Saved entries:
[Start of Attachment]
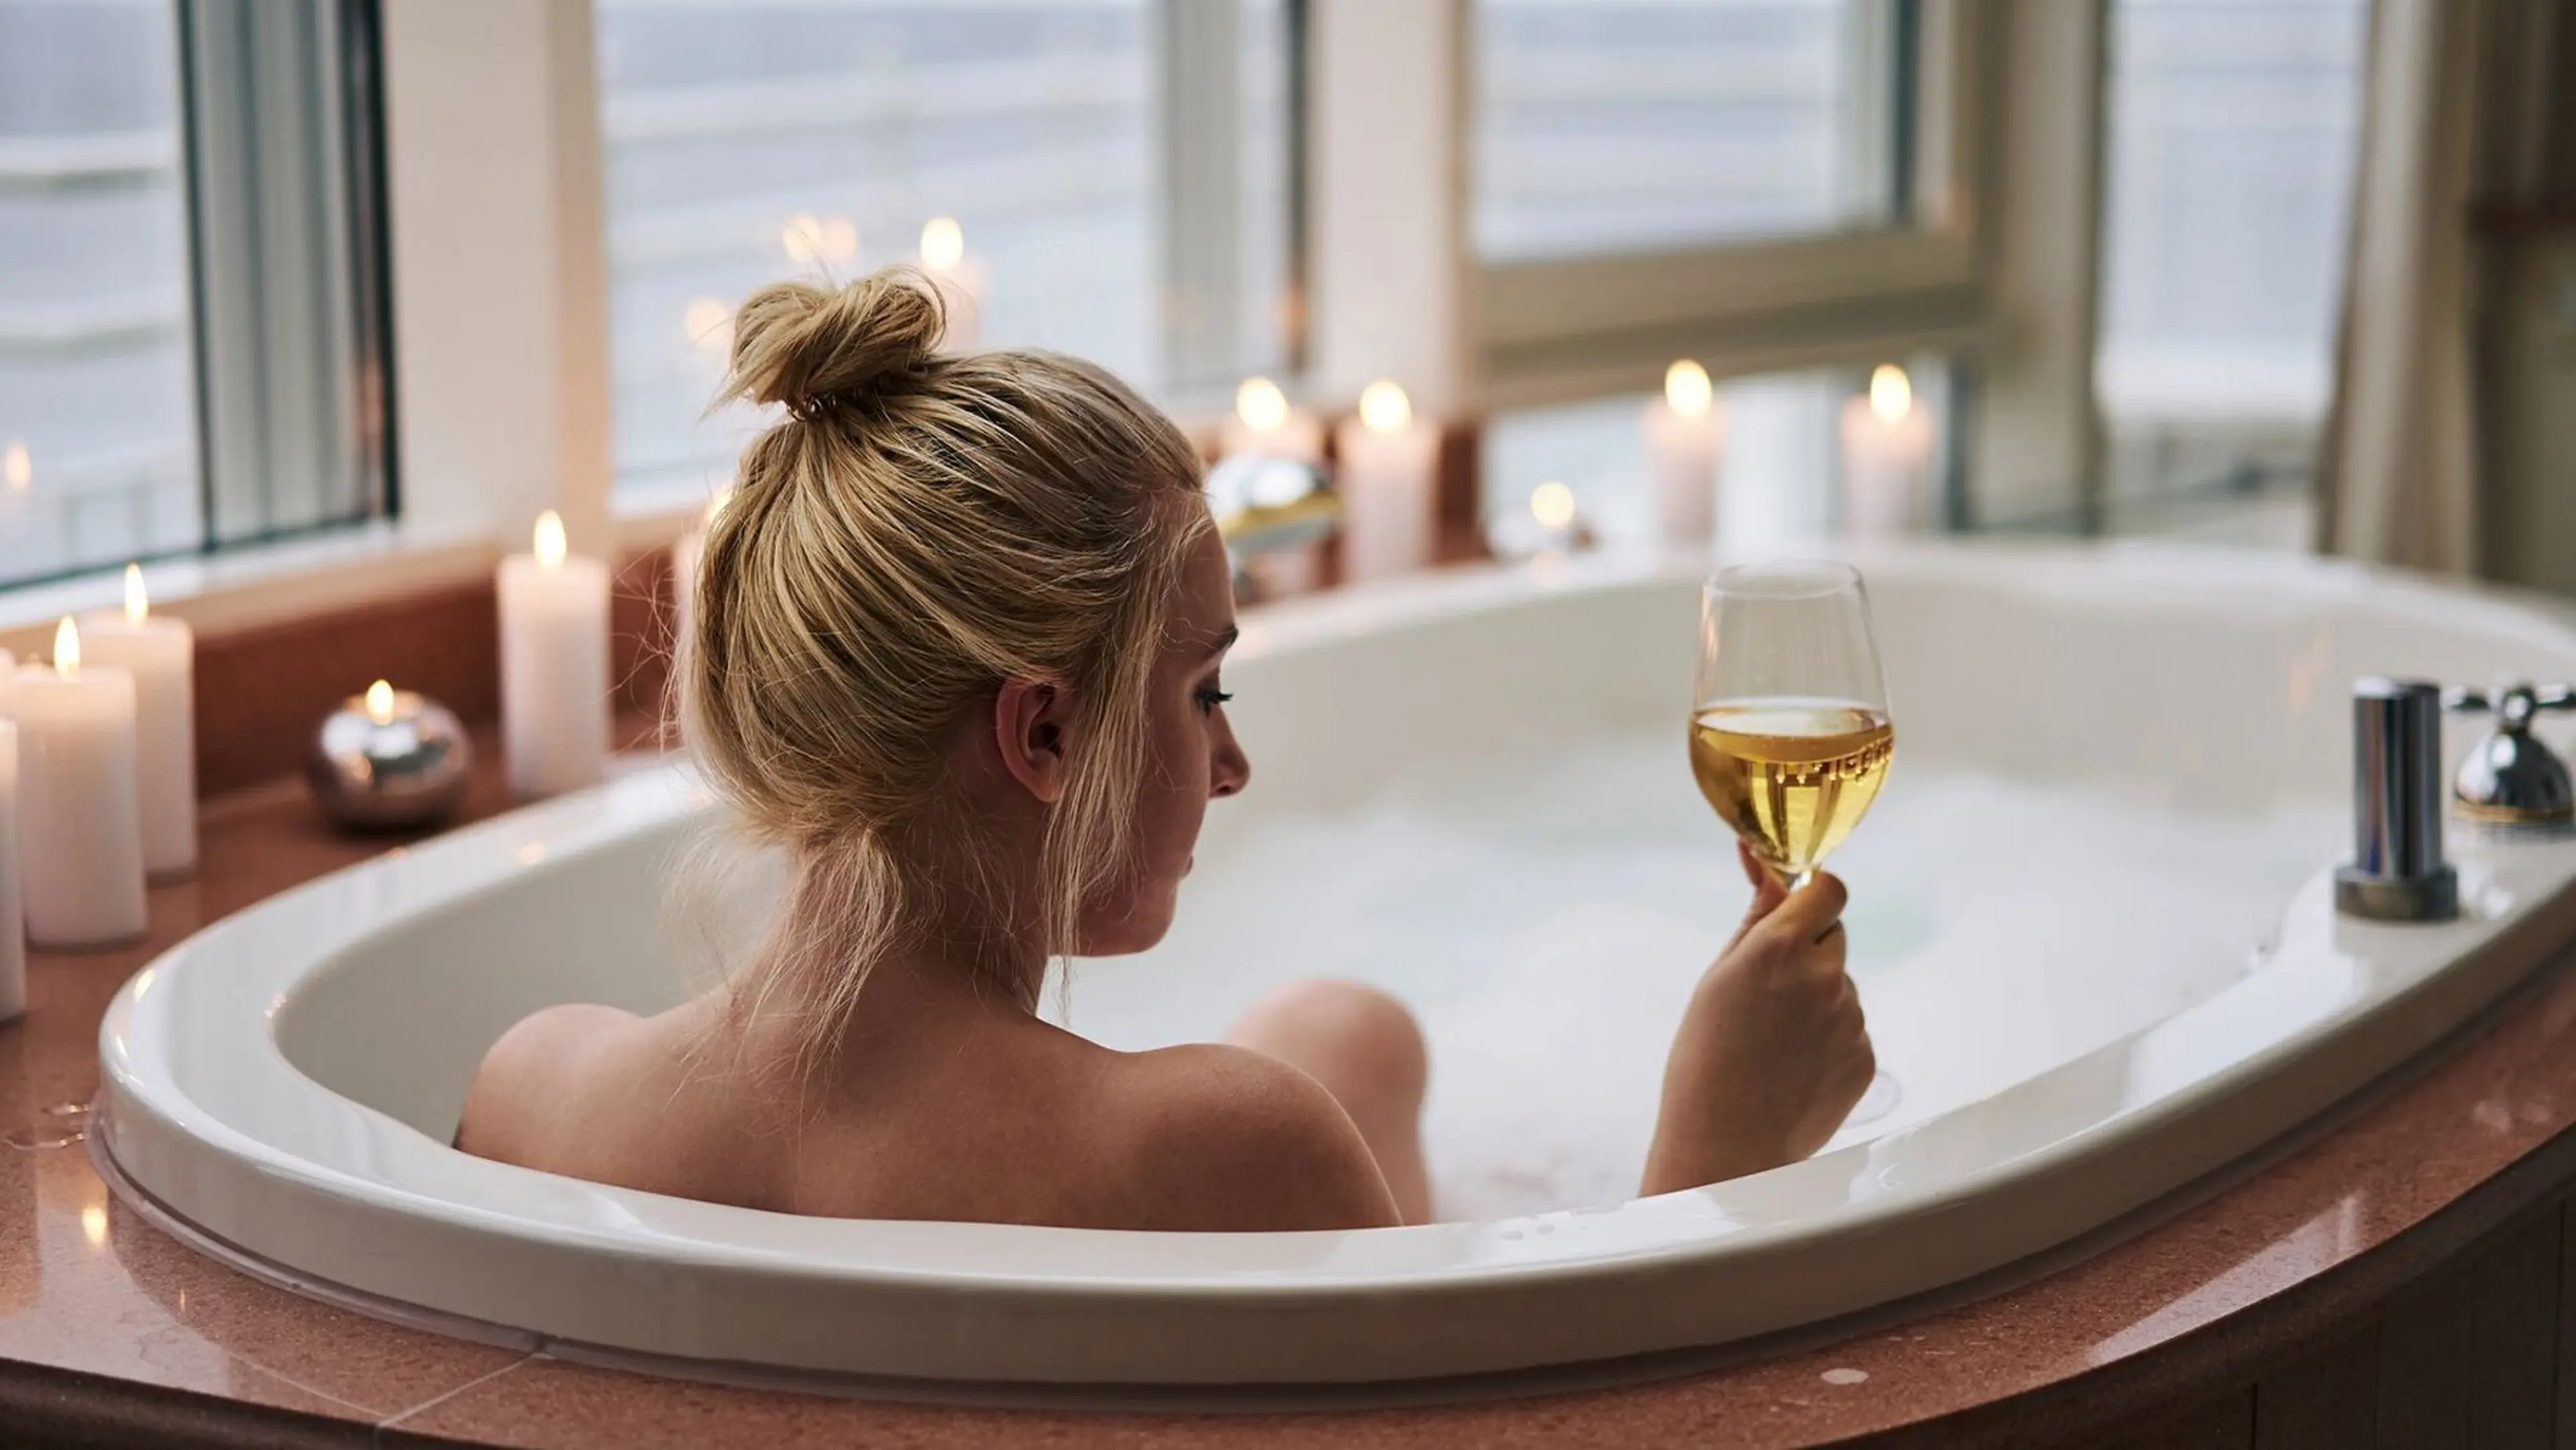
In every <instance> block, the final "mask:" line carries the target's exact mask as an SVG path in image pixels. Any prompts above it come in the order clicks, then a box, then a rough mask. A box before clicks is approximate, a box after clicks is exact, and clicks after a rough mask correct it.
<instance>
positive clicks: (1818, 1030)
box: [1638, 852, 1878, 1195]
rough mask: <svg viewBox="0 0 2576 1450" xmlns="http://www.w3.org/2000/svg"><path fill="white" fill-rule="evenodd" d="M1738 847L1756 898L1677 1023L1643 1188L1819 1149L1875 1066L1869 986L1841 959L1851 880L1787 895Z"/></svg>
mask: <svg viewBox="0 0 2576 1450" xmlns="http://www.w3.org/2000/svg"><path fill="white" fill-rule="evenodd" d="M1739 855H1741V863H1744V873H1747V876H1749V878H1752V881H1754V904H1752V912H1747V917H1744V927H1741V930H1736V940H1731V943H1728V945H1726V950H1723V953H1721V956H1718V961H1716V963H1713V966H1710V968H1708V974H1705V976H1700V984H1698V986H1695V989H1692V994H1690V1007H1687V1010H1685V1012H1682V1025H1680V1030H1674V1035H1672V1053H1669V1056H1667V1059H1664V1105H1662V1113H1659V1115H1656V1123H1654V1146H1651V1149H1649V1151H1646V1177H1643V1182H1641V1185H1638V1192H1641V1195H1656V1192H1677V1190H1685V1187H1700V1185H1705V1182H1721V1180H1728V1177H1744V1174H1749V1172H1762V1169H1775V1167H1780V1164H1790V1162H1798V1159H1803V1156H1808V1154H1814V1151H1816V1149H1821V1146H1824V1141H1826V1138H1832V1136H1834V1128H1839V1125H1842V1118H1844V1115H1847V1113H1850V1110H1852V1105H1855V1102H1860V1095H1862V1092H1868V1087H1870V1077H1873V1074H1875V1071H1878V1059H1875V1056H1873V1053H1870V1033H1868V1025H1865V1022H1862V1017H1860V994H1857V992H1855V989H1852V979H1850V976H1844V971H1842V950H1844V935H1842V901H1844V891H1842V881H1837V878H1832V876H1824V873H1819V876H1816V881H1811V883H1808V886H1806V889H1803V891H1798V894H1793V896H1790V894H1783V891H1780V886H1777V883H1775V881H1772V878H1770V873H1767V871H1762V868H1759V865H1757V863H1754V858H1752V855H1749V852H1739Z"/></svg>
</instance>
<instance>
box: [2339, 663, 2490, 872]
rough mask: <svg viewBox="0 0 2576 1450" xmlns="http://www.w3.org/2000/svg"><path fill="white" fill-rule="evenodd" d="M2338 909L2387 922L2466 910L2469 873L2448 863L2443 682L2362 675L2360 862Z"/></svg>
mask: <svg viewBox="0 0 2576 1450" xmlns="http://www.w3.org/2000/svg"><path fill="white" fill-rule="evenodd" d="M2334 907H2336V909H2339V912H2349V914H2354V917H2372V919H2383V922H2445V919H2450V917H2458V914H2460V878H2458V873H2455V871H2452V868H2450V865H2445V863H2442V688H2439V685H2432V683H2427V680H2380V677H2370V680H2354V683H2352V863H2349V865H2342V868H2339V871H2336V873H2334Z"/></svg>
[End of Attachment]
■ **TO DO**
Every entry above should be duplicated exactly. Do not include the images.

■ **RESULT FOR THIS TASK**
In every <instance> block, the final "mask:" line carries the target's exact mask as an SVG path in image pixels. Any prompts above it come in the order clicks, then a box, then a rough mask. A box before clicks is approximate, a box after clicks is exact, and clicks after a rough mask correct it.
<instance>
positive clicks: (1818, 1030)
box: [1638, 852, 1878, 1195]
rough mask: <svg viewBox="0 0 2576 1450" xmlns="http://www.w3.org/2000/svg"><path fill="white" fill-rule="evenodd" d="M1738 847L1756 898L1677 1023L1643 1188L1819 1149L1875 1066L1869 986L1841 959L1851 880L1787 895Z"/></svg>
mask: <svg viewBox="0 0 2576 1450" xmlns="http://www.w3.org/2000/svg"><path fill="white" fill-rule="evenodd" d="M1739 855H1741V863H1744V873H1747V876H1749V878H1752V881H1754V904H1752V912H1747V917H1744V927H1741V930H1736V940H1731V943H1728V945H1726V950H1723V953H1721V956H1718V961H1716V963H1713V966H1710V968H1708V974H1705V976H1700V984H1698V986H1695V989H1692V994H1690V1007H1687V1010H1685V1012H1682V1025H1680V1030H1674V1035H1672V1053H1669V1056H1667V1059H1664V1105H1662V1113H1659V1115H1656V1123H1654V1146H1651V1149H1649V1151H1646V1177H1643V1182H1641V1185H1638V1192H1641V1195H1656V1192H1677V1190H1685V1187H1700V1185H1705V1182H1721V1180H1728V1177H1744V1174H1749V1172H1762V1169H1775V1167H1780V1164H1790V1162H1798V1159H1803V1156H1808V1154H1814V1151H1816V1149H1821V1146H1824V1141H1826V1138H1832V1136H1834V1128H1839V1125H1842V1118H1844V1115H1847V1113H1850V1110H1852V1105H1855V1102H1860V1095H1862V1092H1868V1087H1870V1077H1873V1074H1875V1071H1878V1059H1875V1056H1873V1053H1870V1033H1868V1025H1865V1022H1862V1017H1860V994H1857V992H1855V989H1852V979H1850V976H1844V971H1842V950H1844V935H1842V901H1844V891H1842V881H1837V878H1832V876H1824V873H1819V876H1816V881H1811V883H1808V886H1806V889H1803V891H1798V894H1793V896H1790V894H1783V891H1780V886H1777V883H1775V881H1772V878H1770V873H1767V871H1762V868H1759V865H1757V863H1754V858H1752V855H1749V852H1739Z"/></svg>
</instance>
<instance>
box: [2339, 663, 2490, 872]
rough mask: <svg viewBox="0 0 2576 1450" xmlns="http://www.w3.org/2000/svg"><path fill="white" fill-rule="evenodd" d="M2338 909L2387 922L2466 910L2469 873L2448 863L2443 682L2362 675L2360 862Z"/></svg>
mask: <svg viewBox="0 0 2576 1450" xmlns="http://www.w3.org/2000/svg"><path fill="white" fill-rule="evenodd" d="M2334 907H2336V909H2339V912H2349V914H2354V917H2372V919H2383V922H2445V919H2450V917H2458V914H2460V878H2458V873H2455V871H2452V868H2450V865H2445V863H2442V688H2439V685H2432V683H2427V680H2380V677H2370V680H2354V683H2352V863H2349V865H2342V868H2339V871H2336V873H2334Z"/></svg>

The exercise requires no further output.